#### RECORDS PROVIDED
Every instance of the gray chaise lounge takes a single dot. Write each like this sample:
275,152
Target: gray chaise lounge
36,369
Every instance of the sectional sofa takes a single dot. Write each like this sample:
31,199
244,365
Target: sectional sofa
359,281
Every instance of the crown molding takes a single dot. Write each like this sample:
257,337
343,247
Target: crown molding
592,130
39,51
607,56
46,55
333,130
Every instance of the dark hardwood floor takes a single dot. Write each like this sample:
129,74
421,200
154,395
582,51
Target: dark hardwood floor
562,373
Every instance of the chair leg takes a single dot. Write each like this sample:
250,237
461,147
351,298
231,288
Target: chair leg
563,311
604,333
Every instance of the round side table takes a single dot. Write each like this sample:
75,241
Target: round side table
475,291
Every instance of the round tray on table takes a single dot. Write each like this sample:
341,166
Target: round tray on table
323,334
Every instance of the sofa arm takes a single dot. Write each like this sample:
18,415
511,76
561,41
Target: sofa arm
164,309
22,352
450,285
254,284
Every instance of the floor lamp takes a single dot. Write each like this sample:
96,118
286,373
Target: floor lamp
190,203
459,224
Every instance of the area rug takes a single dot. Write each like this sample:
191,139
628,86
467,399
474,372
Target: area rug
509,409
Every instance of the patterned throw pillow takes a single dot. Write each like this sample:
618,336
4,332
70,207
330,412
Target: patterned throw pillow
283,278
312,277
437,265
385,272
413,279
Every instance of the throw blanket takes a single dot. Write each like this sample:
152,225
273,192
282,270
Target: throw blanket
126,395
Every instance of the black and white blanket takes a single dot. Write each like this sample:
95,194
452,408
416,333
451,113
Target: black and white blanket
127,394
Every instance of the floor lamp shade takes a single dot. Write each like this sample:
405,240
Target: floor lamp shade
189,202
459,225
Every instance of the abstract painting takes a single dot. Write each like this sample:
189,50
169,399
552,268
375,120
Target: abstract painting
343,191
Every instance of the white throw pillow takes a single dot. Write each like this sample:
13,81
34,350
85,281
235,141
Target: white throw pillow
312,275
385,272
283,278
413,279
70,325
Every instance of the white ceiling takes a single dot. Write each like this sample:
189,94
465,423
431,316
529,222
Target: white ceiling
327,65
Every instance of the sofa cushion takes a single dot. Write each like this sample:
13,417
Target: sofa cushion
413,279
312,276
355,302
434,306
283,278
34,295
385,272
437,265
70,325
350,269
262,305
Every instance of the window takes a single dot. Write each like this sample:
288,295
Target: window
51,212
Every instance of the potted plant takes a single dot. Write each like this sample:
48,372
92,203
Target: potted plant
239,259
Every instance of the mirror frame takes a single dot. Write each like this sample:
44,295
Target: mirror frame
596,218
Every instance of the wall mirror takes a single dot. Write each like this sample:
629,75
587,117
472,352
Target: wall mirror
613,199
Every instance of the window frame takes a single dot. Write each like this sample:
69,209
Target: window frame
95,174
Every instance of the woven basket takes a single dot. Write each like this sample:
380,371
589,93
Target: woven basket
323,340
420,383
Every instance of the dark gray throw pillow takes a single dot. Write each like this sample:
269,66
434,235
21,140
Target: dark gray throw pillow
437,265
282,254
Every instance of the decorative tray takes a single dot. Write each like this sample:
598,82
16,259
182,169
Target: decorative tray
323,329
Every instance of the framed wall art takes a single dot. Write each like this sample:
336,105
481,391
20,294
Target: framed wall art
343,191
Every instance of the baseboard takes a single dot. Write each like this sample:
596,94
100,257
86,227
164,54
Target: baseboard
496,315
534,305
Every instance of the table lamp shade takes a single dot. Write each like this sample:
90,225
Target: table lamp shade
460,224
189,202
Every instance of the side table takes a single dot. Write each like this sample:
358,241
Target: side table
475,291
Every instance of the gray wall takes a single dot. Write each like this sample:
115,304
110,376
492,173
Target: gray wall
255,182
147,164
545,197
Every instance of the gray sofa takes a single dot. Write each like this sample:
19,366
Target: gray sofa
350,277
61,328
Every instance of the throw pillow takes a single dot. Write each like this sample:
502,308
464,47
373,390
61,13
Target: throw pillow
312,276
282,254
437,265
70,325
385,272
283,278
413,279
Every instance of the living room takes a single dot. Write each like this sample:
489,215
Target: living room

#### YOUR INSTRUCTIONS
Give back all the data exactly as written.

#### THE RESULT
Every instance of the gray chaise lounge takes a single dot. Write each like this sample:
275,152
Target: gray chaise lounge
36,369
Every instance of the sectional sofa takes a single dot. Write each like this sample:
31,199
244,365
Target: sectional sofa
359,281
Every instance of the crown molding takes a single dot. Write each like this sample:
257,337
343,247
Target: crown molding
592,130
39,51
607,56
46,55
333,130
Every instance of the dark hardwood floor takes a single dot. Write each like this sample:
129,74
421,200
154,395
582,51
Target: dark hardwood floor
562,373
Every instance of the chair leg takes a single dot. Write each like this sample:
250,237
461,147
351,298
231,288
Target: chair leg
563,311
604,333
Every instance of the round side table takes a single dot. Write each like this sample:
75,241
Target: round side table
475,291
Every instance of the round tray on table takes a single dot. Write each like this sample:
341,166
Target: round tray on table
323,334
Every instance of the sofa arm takes a single dot. Write each like this sample:
18,415
511,76
561,41
Target: sofa arm
164,309
22,352
450,285
254,284
Every instance of the floor lamp takes a single dot. Write each like this sample:
96,118
286,373
Target: floor lamp
190,203
459,224
Every instance of the area rug takes a single dot. Write each like this sample:
191,139
628,86
467,399
474,372
Target: area rug
509,409
Every instance of the patterned throw pillow takes a single dot. Write each like this sample:
618,336
4,332
70,207
330,412
Target: patterned throw pillow
283,278
312,277
437,265
385,272
413,279
Every instance of the throw blanket takes a single dot. Write each like this sample:
152,225
273,192
282,270
Target: throw blanket
126,395
Every instance of the black and white blanket takes a single dot. Write each like this sample:
95,194
452,408
416,333
451,113
Target: black and white blanket
127,394
Every instance of the floor lamp shade takes a single dot. Write each like this sample:
405,240
Target: floor lamp shade
189,202
459,225
Every instance of the abstract painting takes a single dot. Write each like this sample:
189,50
169,399
552,268
375,120
Target: abstract painting
343,191
Every instance of the white throw pillow takes a single dot. Write each like this sample:
13,81
34,350
85,281
235,141
Target: white throw pillow
312,275
385,272
283,278
413,279
70,325
Every instance of the white ceiling takes a single dot. Write each like this sample:
189,94
465,423
431,316
529,222
Target: white ceiling
327,65
Every instance of the sofa cushion takes a single dot. Write each like this sample:
13,417
Target: sofa cushion
413,279
312,276
355,302
434,306
283,278
34,295
385,272
437,265
70,325
350,269
262,305
Every instance of the window takes a single dot. Write each like this sample:
288,295
Target: window
51,212
Every instance of the potted plant takes a single dot. Write each like this sample:
48,372
92,203
Target: potted plant
239,259
Every instance of the mirror frame takes a single dot. Write each like this sample:
44,295
Target: mirror frame
596,218
Every instance of the wall mirror takes a single dot. Write each like this sample:
629,75
587,117
472,352
Target: wall mirror
613,199
Every instance of the window frame takes a single dot. Write each like this sample:
69,209
Target: window frame
95,174
Every instance of the woven basket takes a single dot. Write each like this sample:
380,371
589,93
Target: woven basket
323,340
420,383
Every instance of the dark gray throw pillow takes a single dot. Write each like this sample:
269,66
434,235
21,140
Target: dark gray throw pillow
437,265
282,254
Every instance of the decorative tray takes a single dot. Write each like this sample:
598,82
16,259
182,169
Target: decorative tray
323,329
Every instance of the framed wall art takes a single dot. Write each like this sample:
336,105
481,391
20,294
Target: framed wall art
343,191
Every instance of the baseboard takes a single dot. Write each like this sample:
596,94
100,257
86,227
164,54
Target: baseboard
496,315
534,305
Every instance of the table lamp shade takes a single dot. Write each like this sample:
90,225
Target: table lamp shade
460,224
189,202
Every instance of the side table takes a single dot. Write each like this sample:
358,241
Target: side table
475,291
Every instance of the gray wall takes a single dot. Write each like this sample:
115,304
110,376
492,173
Target: gray wall
255,182
147,164
545,197
Every instance of the gray sofa takes a single dot. Write each like this sample:
19,366
Target: gray sofa
350,277
61,328
Every instance of the throw pillow takes a single dot. Write each like this sample:
502,308
464,47
373,390
61,13
Target: throw pillow
312,276
282,254
437,265
70,325
385,272
283,278
413,279
Every instance of the living room takes a single dot. Write each like this sample:
489,215
Target: living room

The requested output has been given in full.